Цитируемый текст:
......

Поиск авторов по алфавиту

Часть Вторая ОБЩАЯ ХАРАКТЕРИСТИКА ЭСТЕТИКИ ПЛАТОНА

в) В. Лейнфельнер58 считает принципы technë и понятие модели вообще творческими принципами при построении науки в античности. Technë y него есть именно творческое конструирование того, что дано в модели, так что оба эти понятия мы имеем полное право называть одним именем, а именно "порождающая модель".

Эта работа В. Лейнфельнера интересна для нас еще и в том отношении, что она глубоко использует и систематически проводит учение Платона об ипотесе. Этого понятия мы уже касались выше59 (см. библиографию на стр. 566 слл.). Это понятие ипотесы выдвигает на первый план именно творческий и осмысливающий момент идеи, замечаемый нами на тех вещах, которые к ней относятся. Сама идея существует как таковая и ни в каком своем моделировании чего бы то ни было не заинтересована. Но эта самостоятельная и самодовлеющая сторона идеи отнюдь еще не исчерпывает платоновской теории идеи. Мы много раз убеждались, что идея рассматривается у Платона гораздо чаще именно как порождающая модель вещей.

Ясно, что в этом творческом осмысливании вещей ипотеса играет первую роль. Поэтому в настоящем пункте нашего исследования мы можем прямо сказать, что ипотеса - это и есть порождающая модель; если она чем-нибудь и отличается от порождающей модели, то только своим осмысливающим, своим смысловым характером, а не порождением вещи во всей ее субстанциальной самостоятельности.

Большой заслугой В. Лейнфельнера надо считать то, что в своем исследовании обоснования науки на ее первых ступенях развития он обратил внимание именно на принцип ипотесы, а главное, на диалог Платона "Парменид", который, согласно твердому мнению данного автора, вовсе не является учением о соотношении чистых категорий между собою, но именно установлением тех необходимых аксиом и постулатов, которые фактически именно обосновывают чистую науку как таковую. В этом отношении диалог "Парменид" имеет, с точки зрения В. Лейнфельнера, мировое значение, поскольку здесь с полной логической точностью формулируется аксиоматика всякого научного знания. В. Лейнфельнер насчитывает в "Пармениде" девять таких основоположных для всякой науки аксиом60. Для нас в данном случае важно то, что под принципом ипотесы данный автор мыслит понятие модели, а под понятием ипотесы – общесимволическую, и античную и платоновскую, природу мышления61.

......

Предоставленные записи:
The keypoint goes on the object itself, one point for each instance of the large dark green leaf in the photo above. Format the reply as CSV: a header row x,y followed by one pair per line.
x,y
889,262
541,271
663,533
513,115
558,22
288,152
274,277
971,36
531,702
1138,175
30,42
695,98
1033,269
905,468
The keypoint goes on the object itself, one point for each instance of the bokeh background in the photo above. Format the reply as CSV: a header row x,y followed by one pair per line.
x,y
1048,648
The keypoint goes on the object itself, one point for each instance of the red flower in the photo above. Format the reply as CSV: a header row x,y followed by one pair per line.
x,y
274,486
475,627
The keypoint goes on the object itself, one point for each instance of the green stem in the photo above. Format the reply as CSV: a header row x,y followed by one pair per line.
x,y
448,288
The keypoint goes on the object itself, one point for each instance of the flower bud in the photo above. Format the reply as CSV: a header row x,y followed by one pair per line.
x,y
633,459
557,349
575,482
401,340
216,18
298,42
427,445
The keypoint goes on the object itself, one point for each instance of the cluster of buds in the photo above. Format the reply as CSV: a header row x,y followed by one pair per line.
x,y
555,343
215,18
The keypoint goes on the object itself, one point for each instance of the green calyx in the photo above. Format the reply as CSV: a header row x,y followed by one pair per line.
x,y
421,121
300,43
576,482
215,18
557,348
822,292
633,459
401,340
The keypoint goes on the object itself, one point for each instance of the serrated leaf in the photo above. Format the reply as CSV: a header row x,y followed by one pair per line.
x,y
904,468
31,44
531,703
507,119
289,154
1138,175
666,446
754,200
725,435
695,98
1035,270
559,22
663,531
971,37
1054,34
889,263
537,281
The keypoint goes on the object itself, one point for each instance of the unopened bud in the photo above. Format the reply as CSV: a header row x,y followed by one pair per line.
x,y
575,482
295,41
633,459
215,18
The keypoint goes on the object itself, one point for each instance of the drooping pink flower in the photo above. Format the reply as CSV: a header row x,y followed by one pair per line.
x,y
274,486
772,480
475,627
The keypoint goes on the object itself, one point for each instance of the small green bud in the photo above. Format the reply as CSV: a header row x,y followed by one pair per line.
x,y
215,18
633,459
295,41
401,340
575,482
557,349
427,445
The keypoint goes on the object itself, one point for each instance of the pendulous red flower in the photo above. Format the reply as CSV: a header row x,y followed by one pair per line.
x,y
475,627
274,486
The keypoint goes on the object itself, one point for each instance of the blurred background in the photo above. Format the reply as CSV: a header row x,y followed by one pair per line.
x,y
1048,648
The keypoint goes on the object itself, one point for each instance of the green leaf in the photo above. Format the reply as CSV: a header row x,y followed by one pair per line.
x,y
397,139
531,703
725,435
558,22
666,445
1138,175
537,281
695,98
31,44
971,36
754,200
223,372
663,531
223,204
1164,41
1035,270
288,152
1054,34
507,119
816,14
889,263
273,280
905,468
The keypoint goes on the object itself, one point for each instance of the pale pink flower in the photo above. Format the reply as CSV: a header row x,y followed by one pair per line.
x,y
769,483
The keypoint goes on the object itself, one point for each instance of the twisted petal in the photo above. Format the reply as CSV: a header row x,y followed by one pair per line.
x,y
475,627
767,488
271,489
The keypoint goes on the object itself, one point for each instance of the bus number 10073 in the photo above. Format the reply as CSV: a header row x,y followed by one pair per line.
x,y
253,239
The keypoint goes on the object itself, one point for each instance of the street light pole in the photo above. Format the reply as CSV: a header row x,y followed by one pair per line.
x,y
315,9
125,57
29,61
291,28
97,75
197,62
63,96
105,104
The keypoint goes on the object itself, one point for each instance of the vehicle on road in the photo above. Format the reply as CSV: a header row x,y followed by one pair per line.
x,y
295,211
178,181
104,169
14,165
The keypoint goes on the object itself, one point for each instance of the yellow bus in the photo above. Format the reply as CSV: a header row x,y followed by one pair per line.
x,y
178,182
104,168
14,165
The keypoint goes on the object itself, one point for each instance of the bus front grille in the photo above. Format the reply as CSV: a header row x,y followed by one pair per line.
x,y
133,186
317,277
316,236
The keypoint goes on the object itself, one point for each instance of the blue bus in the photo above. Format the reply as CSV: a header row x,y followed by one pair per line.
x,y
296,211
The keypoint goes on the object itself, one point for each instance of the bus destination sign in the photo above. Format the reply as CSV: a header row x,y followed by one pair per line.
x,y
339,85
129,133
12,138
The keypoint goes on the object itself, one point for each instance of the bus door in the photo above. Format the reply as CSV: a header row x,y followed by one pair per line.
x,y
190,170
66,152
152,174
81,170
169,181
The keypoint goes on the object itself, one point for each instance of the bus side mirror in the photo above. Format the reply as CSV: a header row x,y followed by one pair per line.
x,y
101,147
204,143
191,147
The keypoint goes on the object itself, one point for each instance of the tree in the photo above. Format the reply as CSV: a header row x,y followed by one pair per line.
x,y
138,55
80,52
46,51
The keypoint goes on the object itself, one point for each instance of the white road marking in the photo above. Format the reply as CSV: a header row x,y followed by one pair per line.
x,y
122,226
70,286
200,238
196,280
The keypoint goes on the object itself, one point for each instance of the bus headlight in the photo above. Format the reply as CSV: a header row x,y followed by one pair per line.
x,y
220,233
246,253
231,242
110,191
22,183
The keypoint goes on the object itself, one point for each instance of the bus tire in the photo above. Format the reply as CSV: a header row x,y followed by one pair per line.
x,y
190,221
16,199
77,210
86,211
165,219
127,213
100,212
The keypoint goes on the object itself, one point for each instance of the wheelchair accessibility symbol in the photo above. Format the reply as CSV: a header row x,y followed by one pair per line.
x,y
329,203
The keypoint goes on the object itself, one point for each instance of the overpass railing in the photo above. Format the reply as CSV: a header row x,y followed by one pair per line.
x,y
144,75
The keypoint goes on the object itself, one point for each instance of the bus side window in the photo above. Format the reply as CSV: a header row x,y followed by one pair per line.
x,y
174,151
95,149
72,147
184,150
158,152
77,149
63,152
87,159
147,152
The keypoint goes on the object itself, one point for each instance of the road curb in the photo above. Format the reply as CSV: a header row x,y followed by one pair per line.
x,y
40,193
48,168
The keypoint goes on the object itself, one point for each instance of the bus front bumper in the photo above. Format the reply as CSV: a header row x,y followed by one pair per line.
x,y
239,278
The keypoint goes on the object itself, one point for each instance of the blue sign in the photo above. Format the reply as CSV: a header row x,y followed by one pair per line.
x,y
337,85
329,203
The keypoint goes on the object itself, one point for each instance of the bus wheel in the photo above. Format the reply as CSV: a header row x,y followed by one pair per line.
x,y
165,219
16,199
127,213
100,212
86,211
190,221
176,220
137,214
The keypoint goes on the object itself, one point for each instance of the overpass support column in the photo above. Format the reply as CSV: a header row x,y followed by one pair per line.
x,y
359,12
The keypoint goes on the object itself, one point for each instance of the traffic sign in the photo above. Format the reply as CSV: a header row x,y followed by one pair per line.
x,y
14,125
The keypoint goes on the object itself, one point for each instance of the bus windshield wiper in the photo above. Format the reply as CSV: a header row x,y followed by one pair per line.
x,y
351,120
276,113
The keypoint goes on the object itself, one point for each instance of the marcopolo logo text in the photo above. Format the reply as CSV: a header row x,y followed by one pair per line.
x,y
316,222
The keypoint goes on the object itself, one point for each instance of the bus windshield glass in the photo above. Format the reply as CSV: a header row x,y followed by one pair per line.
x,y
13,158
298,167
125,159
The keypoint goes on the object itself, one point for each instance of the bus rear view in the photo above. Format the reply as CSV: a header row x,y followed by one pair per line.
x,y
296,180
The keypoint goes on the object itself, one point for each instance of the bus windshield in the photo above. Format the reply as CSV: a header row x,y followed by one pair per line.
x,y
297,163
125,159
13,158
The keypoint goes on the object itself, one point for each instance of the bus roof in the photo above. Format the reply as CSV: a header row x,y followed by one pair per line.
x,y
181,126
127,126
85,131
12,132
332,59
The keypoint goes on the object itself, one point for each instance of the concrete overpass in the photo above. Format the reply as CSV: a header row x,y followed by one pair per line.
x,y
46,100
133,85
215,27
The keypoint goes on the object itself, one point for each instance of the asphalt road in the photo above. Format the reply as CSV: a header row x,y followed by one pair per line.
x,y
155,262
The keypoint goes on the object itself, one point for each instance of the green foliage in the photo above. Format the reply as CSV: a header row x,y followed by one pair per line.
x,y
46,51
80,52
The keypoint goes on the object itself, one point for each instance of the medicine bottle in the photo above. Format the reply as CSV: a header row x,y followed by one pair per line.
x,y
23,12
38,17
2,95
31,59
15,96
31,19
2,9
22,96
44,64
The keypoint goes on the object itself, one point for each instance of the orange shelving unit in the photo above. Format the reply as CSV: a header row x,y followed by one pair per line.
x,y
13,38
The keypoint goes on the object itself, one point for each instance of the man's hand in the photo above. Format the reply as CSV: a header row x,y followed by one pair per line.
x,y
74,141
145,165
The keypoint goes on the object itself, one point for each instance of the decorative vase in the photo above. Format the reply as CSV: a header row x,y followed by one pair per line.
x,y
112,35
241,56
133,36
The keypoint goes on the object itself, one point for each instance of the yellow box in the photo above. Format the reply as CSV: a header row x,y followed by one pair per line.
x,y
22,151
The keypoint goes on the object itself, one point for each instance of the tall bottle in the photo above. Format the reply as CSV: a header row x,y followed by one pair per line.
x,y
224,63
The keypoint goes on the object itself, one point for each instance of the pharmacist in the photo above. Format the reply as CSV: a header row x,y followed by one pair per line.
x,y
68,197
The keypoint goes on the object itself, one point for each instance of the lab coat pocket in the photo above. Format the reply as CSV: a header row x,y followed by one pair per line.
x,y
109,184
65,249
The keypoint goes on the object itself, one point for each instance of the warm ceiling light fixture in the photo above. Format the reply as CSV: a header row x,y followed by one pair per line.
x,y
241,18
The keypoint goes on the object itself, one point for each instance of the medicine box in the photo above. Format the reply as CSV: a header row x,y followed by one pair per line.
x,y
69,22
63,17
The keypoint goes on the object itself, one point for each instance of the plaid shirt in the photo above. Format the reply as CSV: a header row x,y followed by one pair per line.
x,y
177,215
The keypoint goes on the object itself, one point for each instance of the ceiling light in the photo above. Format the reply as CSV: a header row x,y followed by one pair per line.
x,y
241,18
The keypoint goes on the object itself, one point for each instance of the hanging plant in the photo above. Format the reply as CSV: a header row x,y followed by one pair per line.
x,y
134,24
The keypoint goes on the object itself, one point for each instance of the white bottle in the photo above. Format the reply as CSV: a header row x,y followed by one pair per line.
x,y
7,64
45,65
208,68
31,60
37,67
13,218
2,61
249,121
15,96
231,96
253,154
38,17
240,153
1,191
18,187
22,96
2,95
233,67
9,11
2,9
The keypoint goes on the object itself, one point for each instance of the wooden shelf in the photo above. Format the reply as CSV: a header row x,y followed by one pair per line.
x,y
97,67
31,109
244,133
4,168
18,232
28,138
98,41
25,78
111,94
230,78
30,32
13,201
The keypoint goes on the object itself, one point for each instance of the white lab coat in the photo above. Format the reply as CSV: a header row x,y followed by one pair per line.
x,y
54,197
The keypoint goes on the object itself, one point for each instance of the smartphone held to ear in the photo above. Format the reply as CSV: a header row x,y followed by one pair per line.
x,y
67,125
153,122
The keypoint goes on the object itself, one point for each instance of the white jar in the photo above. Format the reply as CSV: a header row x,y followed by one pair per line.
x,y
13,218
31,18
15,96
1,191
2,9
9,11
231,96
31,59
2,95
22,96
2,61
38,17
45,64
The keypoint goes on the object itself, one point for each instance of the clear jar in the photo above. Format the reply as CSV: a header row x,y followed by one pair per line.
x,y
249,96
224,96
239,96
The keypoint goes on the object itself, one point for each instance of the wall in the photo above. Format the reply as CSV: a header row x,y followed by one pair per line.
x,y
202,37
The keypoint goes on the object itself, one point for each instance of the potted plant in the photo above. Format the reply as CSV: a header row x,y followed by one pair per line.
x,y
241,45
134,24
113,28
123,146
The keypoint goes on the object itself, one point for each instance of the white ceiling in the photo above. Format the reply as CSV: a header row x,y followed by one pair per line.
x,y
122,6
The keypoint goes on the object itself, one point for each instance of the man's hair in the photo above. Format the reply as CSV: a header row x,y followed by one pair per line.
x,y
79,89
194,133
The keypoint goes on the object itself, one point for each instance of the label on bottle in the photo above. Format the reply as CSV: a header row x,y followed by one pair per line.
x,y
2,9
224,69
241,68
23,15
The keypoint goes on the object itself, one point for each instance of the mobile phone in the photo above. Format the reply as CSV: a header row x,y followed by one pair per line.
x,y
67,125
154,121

......

Упражнение: Выведите без изменений отрывок из текста об эстетике Платона от слов «Эта работа В.» до слов «порождающая модель вещей.» включительно.

Ответ:
Эта работа В. Лейнфельнера интересна для нас еще и в том отношении, что она глубоко использует и систематически проводит учение Платона об ипотесе. Этого понятия мы уже касались выше59 (см. библиографию на стр. 566 слл.). Это понятие ипотесы выдвигает на первый план именно творческий и осмысливающий момент идеи, замечаемый нами на тех вещах, которые к ней относятся. Сама идея существует как таковая и ни в каком своем моделировании чего бы то ни было не заинтересована. Но эта самостоятельная и самодовлеющая сторона идеи отнюдь еще не исчерпывает платоновской теории идеи. Мы много раз убеждались, что идея рассматривается у Платона гораздо чаще именно как порождающая модель вещей.